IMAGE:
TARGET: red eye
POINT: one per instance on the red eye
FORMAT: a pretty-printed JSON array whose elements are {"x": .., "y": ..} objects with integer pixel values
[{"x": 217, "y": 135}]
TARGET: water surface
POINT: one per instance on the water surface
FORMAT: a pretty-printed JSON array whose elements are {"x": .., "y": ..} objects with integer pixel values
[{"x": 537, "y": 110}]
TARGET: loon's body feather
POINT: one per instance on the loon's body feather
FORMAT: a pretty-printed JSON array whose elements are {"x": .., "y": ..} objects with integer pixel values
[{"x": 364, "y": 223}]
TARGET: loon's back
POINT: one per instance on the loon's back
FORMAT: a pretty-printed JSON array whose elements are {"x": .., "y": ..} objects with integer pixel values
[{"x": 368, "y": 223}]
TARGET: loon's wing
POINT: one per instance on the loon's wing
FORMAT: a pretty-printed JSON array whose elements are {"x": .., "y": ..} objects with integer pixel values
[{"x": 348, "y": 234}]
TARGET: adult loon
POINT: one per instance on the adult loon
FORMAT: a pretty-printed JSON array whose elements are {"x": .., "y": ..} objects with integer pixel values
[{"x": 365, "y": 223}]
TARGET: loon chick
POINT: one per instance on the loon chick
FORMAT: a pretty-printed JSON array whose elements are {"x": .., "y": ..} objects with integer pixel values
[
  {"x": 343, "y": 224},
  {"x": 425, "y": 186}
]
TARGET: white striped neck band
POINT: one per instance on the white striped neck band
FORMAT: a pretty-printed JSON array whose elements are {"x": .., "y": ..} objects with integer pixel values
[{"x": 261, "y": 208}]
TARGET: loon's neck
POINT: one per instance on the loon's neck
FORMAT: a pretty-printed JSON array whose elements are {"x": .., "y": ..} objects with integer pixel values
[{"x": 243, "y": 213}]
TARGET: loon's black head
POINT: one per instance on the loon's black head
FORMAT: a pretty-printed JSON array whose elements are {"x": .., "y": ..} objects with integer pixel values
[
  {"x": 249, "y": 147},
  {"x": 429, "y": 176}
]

------------

SHORT PROBLEM:
Repeat all of the lines above word for word.

EXERCISE SOLUTION:
IMAGE:
TARGET: red eye
POINT: one per instance on the red eye
FORMAT: a pretty-printed JSON array whose elements are {"x": .., "y": ..} objects with integer pixel values
[{"x": 217, "y": 135}]
TARGET: water surface
POINT: one per instance on the water surface
FORMAT: a pretty-printed JSON array whose elements are {"x": .., "y": ..} objects with integer pixel values
[{"x": 537, "y": 110}]
TARGET: loon's body feather
POINT: one per instance on the loon's body feather
FORMAT: a pretty-printed JSON array whose elements are {"x": .., "y": ..} objects with integer pixel values
[{"x": 364, "y": 223}]
TARGET: loon's back
POINT: one per instance on the loon's back
FORMAT: a pretty-printed JSON array whose elements are {"x": .., "y": ..} objects with integer pixel values
[{"x": 368, "y": 223}]
TARGET: loon's wing
POINT: one per instance on the loon's wing
FORMAT: a pretty-printed JSON array whose elements are {"x": .., "y": ..} objects with integer pixel values
[{"x": 348, "y": 234}]
TARGET: adult loon
POINT: one per instance on the adult loon
FORMAT: a pretty-printed JSON array whose elements are {"x": .., "y": ..} objects with integer pixel values
[{"x": 365, "y": 223}]
TARGET: loon chick
POINT: one per instance on the loon chick
FORMAT: a pretty-printed JSON array whose elements are {"x": .., "y": ..} objects with integer pixel values
[
  {"x": 343, "y": 224},
  {"x": 425, "y": 186}
]
TARGET: white striped neck band
POINT: one per instance on the white striped neck band
FORMAT: a pretty-printed JSON array whose elements are {"x": .., "y": ..} objects with integer pixel values
[{"x": 261, "y": 208}]
TARGET: loon's neck
POINT: one per instance on the loon's neck
FORMAT: a pretty-printed JSON array whose elements are {"x": .., "y": ..} objects with integer pixel values
[{"x": 243, "y": 213}]
TARGET: loon's black head
POINT: one per instance on the loon's black head
FORMAT: a pretty-printed JSON array whose elements are {"x": .., "y": ..} objects with integer pixel values
[
  {"x": 249, "y": 147},
  {"x": 429, "y": 176}
]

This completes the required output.